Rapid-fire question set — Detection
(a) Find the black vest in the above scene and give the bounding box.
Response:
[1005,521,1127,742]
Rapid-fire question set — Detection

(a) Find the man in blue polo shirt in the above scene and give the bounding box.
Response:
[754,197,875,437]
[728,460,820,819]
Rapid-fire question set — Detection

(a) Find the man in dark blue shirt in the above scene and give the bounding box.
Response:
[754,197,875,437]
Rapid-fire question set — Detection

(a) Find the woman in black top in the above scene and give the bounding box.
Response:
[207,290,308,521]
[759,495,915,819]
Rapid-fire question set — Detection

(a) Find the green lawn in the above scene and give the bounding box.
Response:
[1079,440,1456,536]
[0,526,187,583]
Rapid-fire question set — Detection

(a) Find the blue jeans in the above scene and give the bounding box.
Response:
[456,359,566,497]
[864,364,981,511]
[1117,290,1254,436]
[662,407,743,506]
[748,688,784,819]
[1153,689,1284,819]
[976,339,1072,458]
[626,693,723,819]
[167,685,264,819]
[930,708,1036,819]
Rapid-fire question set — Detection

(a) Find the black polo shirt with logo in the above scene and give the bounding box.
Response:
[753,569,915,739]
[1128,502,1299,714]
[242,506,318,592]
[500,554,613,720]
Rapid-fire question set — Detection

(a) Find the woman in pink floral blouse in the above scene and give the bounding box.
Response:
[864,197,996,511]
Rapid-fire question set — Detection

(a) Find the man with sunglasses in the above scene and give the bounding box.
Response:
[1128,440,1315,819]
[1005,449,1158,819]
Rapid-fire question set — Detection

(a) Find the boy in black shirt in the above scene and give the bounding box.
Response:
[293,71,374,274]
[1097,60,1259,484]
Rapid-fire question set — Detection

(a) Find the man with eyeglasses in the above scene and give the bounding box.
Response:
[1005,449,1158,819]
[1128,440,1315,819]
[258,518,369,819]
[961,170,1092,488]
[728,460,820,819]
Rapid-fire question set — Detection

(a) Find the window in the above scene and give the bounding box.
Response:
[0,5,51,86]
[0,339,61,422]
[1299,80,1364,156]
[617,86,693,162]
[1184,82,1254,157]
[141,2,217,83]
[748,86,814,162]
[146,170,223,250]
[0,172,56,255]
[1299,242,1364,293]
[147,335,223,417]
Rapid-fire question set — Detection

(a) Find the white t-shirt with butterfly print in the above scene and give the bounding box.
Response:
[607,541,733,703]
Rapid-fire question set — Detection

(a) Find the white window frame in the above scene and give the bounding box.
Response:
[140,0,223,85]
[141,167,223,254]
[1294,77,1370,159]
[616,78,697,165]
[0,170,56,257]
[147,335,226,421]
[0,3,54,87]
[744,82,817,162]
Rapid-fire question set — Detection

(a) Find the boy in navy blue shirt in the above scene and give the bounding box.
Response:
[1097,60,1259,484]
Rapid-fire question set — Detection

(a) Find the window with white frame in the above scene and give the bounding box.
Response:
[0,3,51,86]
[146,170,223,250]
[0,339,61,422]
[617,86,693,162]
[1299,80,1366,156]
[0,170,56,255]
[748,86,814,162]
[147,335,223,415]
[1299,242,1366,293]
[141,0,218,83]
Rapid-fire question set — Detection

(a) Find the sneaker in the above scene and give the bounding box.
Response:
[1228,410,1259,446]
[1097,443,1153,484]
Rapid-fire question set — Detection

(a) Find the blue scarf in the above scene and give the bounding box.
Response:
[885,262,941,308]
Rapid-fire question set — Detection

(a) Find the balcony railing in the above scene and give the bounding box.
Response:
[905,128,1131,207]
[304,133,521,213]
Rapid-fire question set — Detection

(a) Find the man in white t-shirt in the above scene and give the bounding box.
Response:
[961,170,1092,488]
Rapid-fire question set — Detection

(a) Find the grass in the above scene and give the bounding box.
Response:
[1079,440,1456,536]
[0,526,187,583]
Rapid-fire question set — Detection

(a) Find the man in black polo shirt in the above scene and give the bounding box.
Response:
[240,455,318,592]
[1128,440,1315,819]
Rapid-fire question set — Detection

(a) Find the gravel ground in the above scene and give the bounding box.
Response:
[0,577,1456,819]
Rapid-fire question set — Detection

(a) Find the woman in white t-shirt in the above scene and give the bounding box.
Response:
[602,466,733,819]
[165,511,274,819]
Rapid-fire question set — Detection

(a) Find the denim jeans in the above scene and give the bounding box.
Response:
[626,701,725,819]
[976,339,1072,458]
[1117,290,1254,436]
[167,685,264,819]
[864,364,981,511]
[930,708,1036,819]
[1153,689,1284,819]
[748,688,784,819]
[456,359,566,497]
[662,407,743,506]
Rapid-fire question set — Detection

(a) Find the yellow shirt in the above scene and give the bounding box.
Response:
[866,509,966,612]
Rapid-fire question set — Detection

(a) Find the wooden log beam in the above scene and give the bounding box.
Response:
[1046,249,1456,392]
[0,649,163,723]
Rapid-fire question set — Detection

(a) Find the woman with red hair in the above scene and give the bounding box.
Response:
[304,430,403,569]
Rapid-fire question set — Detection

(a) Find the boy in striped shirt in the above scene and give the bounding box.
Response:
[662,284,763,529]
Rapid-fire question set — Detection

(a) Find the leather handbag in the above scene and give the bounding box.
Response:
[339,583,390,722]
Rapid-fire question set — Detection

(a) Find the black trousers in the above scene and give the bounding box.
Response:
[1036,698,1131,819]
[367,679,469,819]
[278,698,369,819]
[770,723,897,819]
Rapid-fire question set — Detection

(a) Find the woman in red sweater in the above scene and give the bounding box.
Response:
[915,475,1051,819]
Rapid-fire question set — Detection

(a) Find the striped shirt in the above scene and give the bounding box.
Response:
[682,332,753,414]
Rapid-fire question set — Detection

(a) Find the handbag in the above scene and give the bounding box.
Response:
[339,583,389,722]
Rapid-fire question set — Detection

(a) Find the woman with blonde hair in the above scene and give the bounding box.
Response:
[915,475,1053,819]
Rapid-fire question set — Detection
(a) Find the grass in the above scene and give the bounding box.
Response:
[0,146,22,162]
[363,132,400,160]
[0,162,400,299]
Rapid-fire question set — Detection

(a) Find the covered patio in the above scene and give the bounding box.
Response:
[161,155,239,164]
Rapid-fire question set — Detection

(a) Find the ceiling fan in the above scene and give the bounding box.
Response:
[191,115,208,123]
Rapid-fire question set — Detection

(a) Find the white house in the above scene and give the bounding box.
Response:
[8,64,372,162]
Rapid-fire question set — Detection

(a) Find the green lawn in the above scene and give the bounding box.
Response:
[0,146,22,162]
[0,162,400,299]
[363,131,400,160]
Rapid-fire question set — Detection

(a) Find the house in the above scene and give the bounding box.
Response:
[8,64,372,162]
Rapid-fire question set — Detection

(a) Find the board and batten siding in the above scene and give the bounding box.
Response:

* [What you are asked to do]: Repeat all of the records above verbatim, from the first line to the last.

* [Response]:
Rapid-fire question set — Detection
(a) Find the black vest in the above scene and give the bounding box.
Response:
[1005,521,1127,742]
Rapid-fire question set — Detection

(a) Find the man in blue polo shirt in the above scene and give the bounding box.
Response:
[754,197,875,437]
[728,460,820,819]
Rapid-fire question set — Detection

(a) Find the man in dark blue shirt in the above scene and give the bounding box.
Response:
[754,197,875,437]
Rapid-fire question set — Detection

(a) Find the woman in black top in the above scene and give the bounding box.
Response:
[207,290,308,521]
[759,495,915,819]
Rapid-fire question set — Detection

(a) Find the green lawn in the above scene and give the bounding box.
Response:
[1079,440,1456,536]
[0,526,187,583]
Rapid-fire question set — Detection

(a) Find the blue jeans in the above scene and give the bounding box.
Response:
[456,359,566,497]
[864,364,981,511]
[1117,290,1254,436]
[662,407,743,506]
[748,688,784,819]
[1153,689,1284,819]
[976,339,1072,458]
[626,693,723,819]
[167,685,264,819]
[930,708,1036,819]
Rapid-fire question set — Detection

(a) Find the black polo shirt with logo in the above scene and give the bounding box.
Response:
[753,569,915,739]
[1128,502,1299,714]
[242,506,318,592]
[500,554,613,720]
Rapid-fire question set — Detection

(a) Find the woman in pink floral blouse in the above scene and give the bounding box.
Response:
[864,197,996,511]
Rapid-fire question set — Detection

(a) Find the man with sunglasses in the above scene and give the bounding box.
Response:
[1128,440,1315,819]
[1005,449,1158,819]
Rapid-fire question set — Detection

(a) Find the boy in black shirt in the above scene and give the bounding box.
Response:
[293,71,374,274]
[1097,60,1259,484]
Rapid-fire question set — Detection

(a) Find the man with eyeglasses in the above scene and give the bounding box.
Response:
[1005,449,1158,819]
[1128,440,1315,819]
[258,518,369,819]
[961,170,1092,488]
[728,460,820,819]
Rapid-fire question set — Detection

(a) Find the window in the above scene and give the bounding box.
Response:
[0,5,51,86]
[0,339,61,422]
[1299,80,1364,156]
[617,86,693,162]
[1184,82,1254,157]
[141,2,217,83]
[748,86,814,162]
[146,170,223,250]
[0,172,56,255]
[1299,242,1364,293]
[147,335,223,417]
Rapid-fire question set — Detection

(a) Find the white t-shirt with butterfly print in the above scene and give the bounding box.
Response:
[607,541,733,703]
Rapid-fire question set — Detection

(a) Find the white window frame in the above scene and give the bounding box.
Response:
[140,0,223,85]
[141,167,223,254]
[1294,77,1370,159]
[616,78,697,165]
[0,170,56,257]
[147,335,226,421]
[0,3,54,87]
[744,82,817,162]
Rapid-fire question set — Detection

(a) Find the boy in navy blue shirt in the above scene and give the bounding box.
Response:
[1097,60,1259,484]
Rapid-fire question set — Detection

(a) Find the window with white frame in the above scene and give the bounding box.
Response:
[0,3,51,86]
[146,170,223,250]
[0,339,61,422]
[617,86,693,162]
[1299,80,1366,156]
[0,170,56,255]
[748,86,814,162]
[147,335,223,415]
[1299,242,1366,293]
[141,0,218,83]
Rapid-fire question set — Detection

(a) Find the sneaker in the above scene and give the bounding box.
Response:
[1228,410,1259,446]
[1097,443,1153,484]
Rapid-fire question set — Detection

(a) Find the blue scarf in the above scene and give the bounding box.
Response:
[885,262,941,308]
Rapid-fire question set — Detection

(a) Find the balcony railing in the above scene and give the bounding box.
Response:
[905,128,1131,207]
[304,133,521,213]
Rapid-fire question set — Detection

(a) Find the man in white t-shirt in the above scene and give the bounding box.
Response:
[961,170,1092,488]
Rapid-fire question set — Detection

(a) Find the grass in the above scene and give the bounding box.
Response:
[1079,440,1456,536]
[0,526,187,583]
Rapid-fire question set — Detection

(a) Find the man in black polo shirt in the above scene and give the bounding box.
Response:
[240,455,318,592]
[1128,440,1315,819]
Rapid-fire question set — Detection

(a) Find the gravel ground in the above scene and give the bounding box.
Response:
[0,577,1456,819]
Rapid-fire question set — Detection

(a) Find the woman in white t-shirt in the above scene and give the bounding box.
Response:
[602,466,733,819]
[165,511,274,819]
Rapid-fire question set — Detection

(a) Find the denim jeans in the above scene and give the bounding box.
Response:
[626,701,725,819]
[976,339,1072,458]
[1117,290,1254,436]
[167,685,264,819]
[864,364,981,511]
[930,708,1036,819]
[1153,689,1284,819]
[748,688,784,819]
[456,359,566,497]
[662,407,743,506]
Rapid-fire question set — Detection

(a) Find the yellow shirt in the above scene and give the bounding box.
Response:
[866,509,966,612]
Rapid-fire question set — Detection

(a) Find the wooden log beam in the above scene and give the bounding box.
Response:
[1046,249,1456,392]
[0,649,163,723]
Rapid-fire question set — Detection

(a) Find the woman with red hair in the above scene and give the bounding box.
Response:
[304,430,403,569]
Rapid-fire question set — Detection

(a) Find the boy in striped shirt in the above scene and give the bounding box.
Response:
[662,284,763,529]
Rapid-fire question set — Detection

(a) Find the leather handbag in the above scene and give the bounding box.
Response:
[339,583,390,722]
Rapid-fire question set — Detection

(a) Find the black trousers in the above scene and give the bounding box.
Response:
[1036,698,1131,819]
[367,679,469,819]
[278,698,369,819]
[770,723,897,819]
Rapid-fire question set — Detection

(a) Find the woman in red sweater in the above scene and give the bounding box.
Response:
[915,475,1051,819]
Rapid-fire question set — Detection

(a) Find the striped shirt in the above scene and give the bounding box.
Response:
[682,332,753,414]
Rapid-fire question set — Detection

(a) Find the handbag in the above scene and give the bounding box.
Response:
[339,583,389,722]
Rapid-fire question set — Detection

(a) Find the woman with blonde hair in the above scene and give the bounding box.
Response:
[915,475,1053,819]
Rapid-fire question set — Detection
(a) Find the grass in the above scene and give the bounding box.
Response:
[0,146,22,162]
[363,132,400,160]
[0,162,400,299]
Rapid-fire question set — Detection

(a) Find the covered patio in the above scene and give the bounding box.
Response:
[161,155,239,164]
Rapid-fire question set — Detection

(a) Find the ceiling fan in the above scene and give the bounding box.
Response:
[191,115,208,123]
Rapid-fire question set — Detection

(a) Find the white house in the above scene and give the bounding box.
Response:
[8,64,372,162]
Rapid-fire question set — Detection

(a) Find the green lawn in the above scene and give the bounding box.
Response:
[0,146,22,162]
[0,162,400,299]
[363,131,400,160]
Rapid-fire question set — Detection

(a) Find the house in the above scene and give the bounding box.
Response:
[8,64,372,162]
Rapid-fire question set — Detection

(a) Find the board and batten siding in the above scene and give the bounding box.
Response:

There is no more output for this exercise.